__Study questions__:
• A. In the Leonard Peltier extract, where did the June 26, 1975, shootout take place?
• B. Using the Leonard Peltier extract, explain why Peltier and other AIM members came to Pine Ridge.
• C. Reproduce the stretch of the Leonard Peltier extract from "Peltier, a member" through "is never mentioned.", renaming "reign of terror" as "campaign of intimidation".

Free Leonard Peltier
In 1978, I began corresponding with Leonard Peltier, the American Indian Movement (AIM) activist serving two consecutive life sentences for aiding and abetting the killing of two FBI agents. His case comes out of the June 26, 1975, shootout at the Jumping Bull ranch, near Oglala on the Pine Ridge Indian Reservation (So. Dakota).

Peltier, a member of the Turtle Mountain Chippewa tribe (No. Dakota), was one of the AIM members who came to Pine Ridge at the behest of traditional Lakota people suffering during a reign of terror perpetrated by the tribal government led by Dick Wilson and his goon squads, which were backed by the FBI. Amid the right-wing outcry over the recent FBI search of former Pres. Trump’s home at Mar-a-Lago in Florida, the history of the FBI’s counter-insurgency operation, from 1973-1976, on South Dakota Indian reservations is never mentioned.

[Dataset entries]
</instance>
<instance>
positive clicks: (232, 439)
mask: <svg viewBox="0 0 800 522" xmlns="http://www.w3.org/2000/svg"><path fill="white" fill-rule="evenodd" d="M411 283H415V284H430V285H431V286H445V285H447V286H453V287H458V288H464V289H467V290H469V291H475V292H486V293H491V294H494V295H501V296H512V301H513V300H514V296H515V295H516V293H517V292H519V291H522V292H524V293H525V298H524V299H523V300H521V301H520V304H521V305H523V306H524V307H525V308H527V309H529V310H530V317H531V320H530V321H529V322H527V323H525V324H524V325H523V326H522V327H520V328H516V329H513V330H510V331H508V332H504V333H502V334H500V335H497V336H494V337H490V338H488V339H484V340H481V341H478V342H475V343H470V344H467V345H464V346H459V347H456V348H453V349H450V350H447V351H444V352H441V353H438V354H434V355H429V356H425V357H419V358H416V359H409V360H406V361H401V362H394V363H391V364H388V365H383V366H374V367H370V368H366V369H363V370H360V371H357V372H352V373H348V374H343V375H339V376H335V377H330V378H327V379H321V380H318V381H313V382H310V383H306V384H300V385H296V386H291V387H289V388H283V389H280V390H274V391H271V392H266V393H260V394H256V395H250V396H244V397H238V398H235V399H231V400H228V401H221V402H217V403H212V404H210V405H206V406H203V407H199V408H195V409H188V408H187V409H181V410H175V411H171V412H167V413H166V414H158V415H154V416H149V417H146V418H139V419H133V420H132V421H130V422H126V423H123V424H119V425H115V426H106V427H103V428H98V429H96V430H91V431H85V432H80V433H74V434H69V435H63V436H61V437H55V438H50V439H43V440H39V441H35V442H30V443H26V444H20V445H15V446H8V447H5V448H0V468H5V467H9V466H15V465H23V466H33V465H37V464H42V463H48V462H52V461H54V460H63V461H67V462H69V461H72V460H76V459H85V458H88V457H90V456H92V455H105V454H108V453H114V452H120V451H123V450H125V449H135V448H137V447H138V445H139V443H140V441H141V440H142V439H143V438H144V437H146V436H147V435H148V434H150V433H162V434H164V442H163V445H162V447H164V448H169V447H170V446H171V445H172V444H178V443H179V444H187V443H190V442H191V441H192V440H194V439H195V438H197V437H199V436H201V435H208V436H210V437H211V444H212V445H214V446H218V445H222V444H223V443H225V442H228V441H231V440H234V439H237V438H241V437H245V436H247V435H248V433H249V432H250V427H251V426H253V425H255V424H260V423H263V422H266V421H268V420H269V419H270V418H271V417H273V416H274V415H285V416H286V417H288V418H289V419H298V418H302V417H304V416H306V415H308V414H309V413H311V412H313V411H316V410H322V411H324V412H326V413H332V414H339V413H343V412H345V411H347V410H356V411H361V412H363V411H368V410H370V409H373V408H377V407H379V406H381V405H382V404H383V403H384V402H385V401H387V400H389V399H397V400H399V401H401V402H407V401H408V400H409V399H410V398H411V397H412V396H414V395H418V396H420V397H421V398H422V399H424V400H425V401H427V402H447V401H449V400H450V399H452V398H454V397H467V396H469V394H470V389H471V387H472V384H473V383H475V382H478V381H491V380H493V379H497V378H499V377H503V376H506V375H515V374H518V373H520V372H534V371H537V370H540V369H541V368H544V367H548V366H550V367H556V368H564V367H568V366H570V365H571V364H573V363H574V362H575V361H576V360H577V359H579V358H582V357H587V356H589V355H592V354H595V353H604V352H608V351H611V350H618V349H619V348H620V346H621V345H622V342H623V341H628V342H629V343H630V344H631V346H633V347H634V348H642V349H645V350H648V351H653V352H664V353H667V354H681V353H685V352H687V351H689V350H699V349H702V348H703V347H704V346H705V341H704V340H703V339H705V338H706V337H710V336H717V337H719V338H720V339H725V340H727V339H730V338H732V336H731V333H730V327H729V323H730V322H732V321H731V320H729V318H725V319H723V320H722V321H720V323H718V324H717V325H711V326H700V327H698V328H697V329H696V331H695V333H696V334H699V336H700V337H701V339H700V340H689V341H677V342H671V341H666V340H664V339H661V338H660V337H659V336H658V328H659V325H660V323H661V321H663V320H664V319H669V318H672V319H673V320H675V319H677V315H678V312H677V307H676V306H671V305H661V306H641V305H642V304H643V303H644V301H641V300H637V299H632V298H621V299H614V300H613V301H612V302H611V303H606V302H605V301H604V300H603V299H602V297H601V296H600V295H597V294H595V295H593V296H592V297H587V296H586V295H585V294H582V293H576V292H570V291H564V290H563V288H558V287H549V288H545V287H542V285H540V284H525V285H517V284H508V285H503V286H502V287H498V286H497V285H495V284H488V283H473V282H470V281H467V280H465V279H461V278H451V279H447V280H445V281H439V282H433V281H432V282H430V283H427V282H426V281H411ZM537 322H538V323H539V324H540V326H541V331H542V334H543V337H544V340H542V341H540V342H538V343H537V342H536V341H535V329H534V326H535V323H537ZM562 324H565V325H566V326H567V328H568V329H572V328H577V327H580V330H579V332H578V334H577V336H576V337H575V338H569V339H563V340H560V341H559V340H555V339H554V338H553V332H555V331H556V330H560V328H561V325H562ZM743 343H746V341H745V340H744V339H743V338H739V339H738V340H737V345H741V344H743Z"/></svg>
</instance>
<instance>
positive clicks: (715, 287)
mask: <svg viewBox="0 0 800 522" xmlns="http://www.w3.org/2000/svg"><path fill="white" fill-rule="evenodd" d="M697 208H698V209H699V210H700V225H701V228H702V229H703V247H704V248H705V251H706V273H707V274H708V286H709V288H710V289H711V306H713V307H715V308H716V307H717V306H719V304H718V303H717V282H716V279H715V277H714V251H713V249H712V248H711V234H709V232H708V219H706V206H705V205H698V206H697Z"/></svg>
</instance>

__Answers to the exercise__:
• A. At the Jumping Bull ranch, near Oglala on the Pine Ridge Indian Reservation in South Dakota.

• B. They came at the behest of traditional Lakota people. Those people were suffering during a reign of terror carried out by the tribal government led by Dick Wilson and his goon squads, which the FBI backed.

• C.
Peltier, a member of the Turtle Mountain Chippewa tribe (No. Dakota), was one of the AIM members who came to Pine Ridge at the behest of traditional Lakota people suffering during a campaign of intimidation perpetrated by the tribal government led by Dick Wilson and his goon squads, which were backed by the FBI. Amid the right-wing outcry over the recent FBI search of former Pres. Trump’s home at Mar-a-Lago in Florida, the history of the FBI’s counter-insurgency operation, from 1973-1976, on South Dakota Indian reservations is never mentioned.